ENTRIES SHOWN:

⁂

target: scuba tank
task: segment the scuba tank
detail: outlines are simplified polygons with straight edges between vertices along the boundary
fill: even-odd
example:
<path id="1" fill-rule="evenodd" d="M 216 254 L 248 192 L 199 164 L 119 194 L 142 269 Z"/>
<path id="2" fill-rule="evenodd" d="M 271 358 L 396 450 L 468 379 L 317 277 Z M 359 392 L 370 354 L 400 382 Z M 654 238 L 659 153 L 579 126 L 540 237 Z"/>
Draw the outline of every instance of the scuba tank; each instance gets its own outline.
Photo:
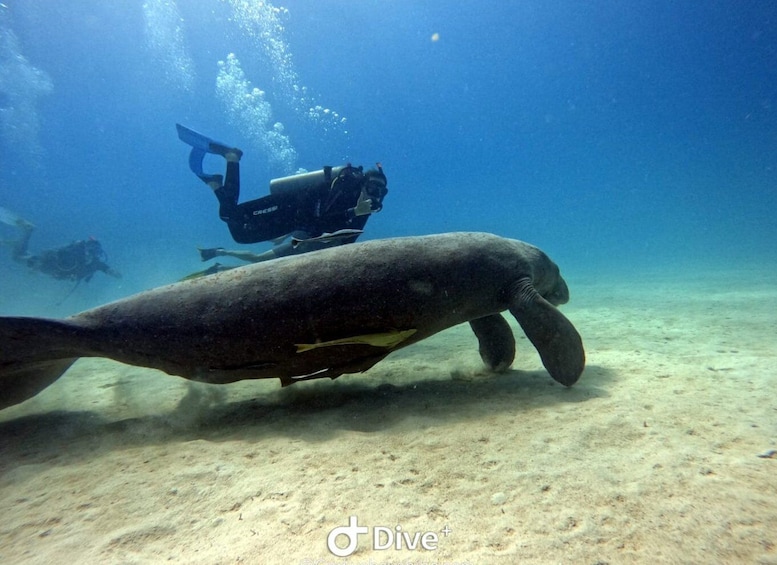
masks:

⁂

YOUR OBJECTIVE: Only the lines from the opening of the material through the line with "271 358 L 396" should be echoed, exactly as written.

RESULT BELOW:
target: scuba tank
task: segment the scuba tank
detail: outlines are simplified polygons with straight edges between vertices along the boundary
fill: even-odd
example:
<path id="1" fill-rule="evenodd" d="M 216 254 L 248 192 L 199 164 L 119 194 L 142 269 Z"/>
<path id="2" fill-rule="evenodd" d="M 271 358 L 396 450 L 468 379 L 317 277 Z M 359 392 L 370 354 L 400 382 Z M 654 238 L 659 153 L 579 126 L 540 237 Z"/>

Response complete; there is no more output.